* **Your instructions**: Write out again, word for word, the lines from the one containing "Provide a point for each instance of the concrete" up to and including the one containing "x=49, y=494". Give only those lines.

======== Data excerpts ========

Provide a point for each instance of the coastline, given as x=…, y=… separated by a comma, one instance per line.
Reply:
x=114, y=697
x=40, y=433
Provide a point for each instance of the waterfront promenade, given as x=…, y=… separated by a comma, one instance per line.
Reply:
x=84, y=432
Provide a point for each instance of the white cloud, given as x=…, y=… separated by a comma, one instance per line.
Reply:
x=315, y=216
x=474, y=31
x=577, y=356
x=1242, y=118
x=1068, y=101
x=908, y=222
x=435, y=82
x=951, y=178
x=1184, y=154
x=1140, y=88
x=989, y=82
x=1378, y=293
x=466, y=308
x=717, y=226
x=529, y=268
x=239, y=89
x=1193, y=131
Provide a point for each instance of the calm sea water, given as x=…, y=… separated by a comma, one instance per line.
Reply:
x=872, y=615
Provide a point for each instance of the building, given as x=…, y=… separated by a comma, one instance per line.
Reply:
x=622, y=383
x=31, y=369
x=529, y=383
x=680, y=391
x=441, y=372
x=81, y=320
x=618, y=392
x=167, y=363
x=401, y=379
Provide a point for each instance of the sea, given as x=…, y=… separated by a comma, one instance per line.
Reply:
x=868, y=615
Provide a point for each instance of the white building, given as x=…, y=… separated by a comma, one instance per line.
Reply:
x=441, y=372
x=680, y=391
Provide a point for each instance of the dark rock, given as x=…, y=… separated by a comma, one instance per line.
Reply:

========
======== Data excerpts ========

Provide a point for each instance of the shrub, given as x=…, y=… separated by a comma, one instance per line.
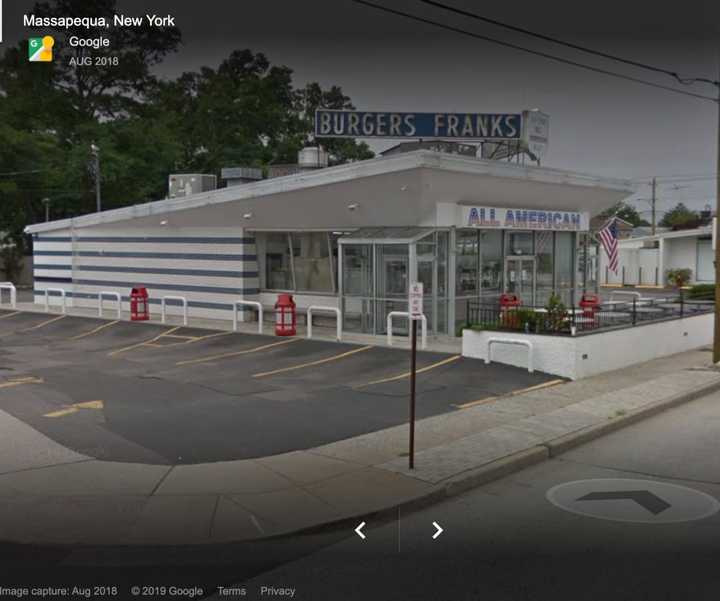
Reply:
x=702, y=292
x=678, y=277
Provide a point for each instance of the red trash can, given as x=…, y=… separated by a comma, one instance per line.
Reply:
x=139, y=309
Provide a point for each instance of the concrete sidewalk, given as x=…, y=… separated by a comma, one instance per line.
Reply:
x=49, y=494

========

* **Response to this exercise**:
Provide a point for each instance of the concrete sidewalk, given as x=…, y=… separated by a comma, one instance per line.
Reply:
x=49, y=494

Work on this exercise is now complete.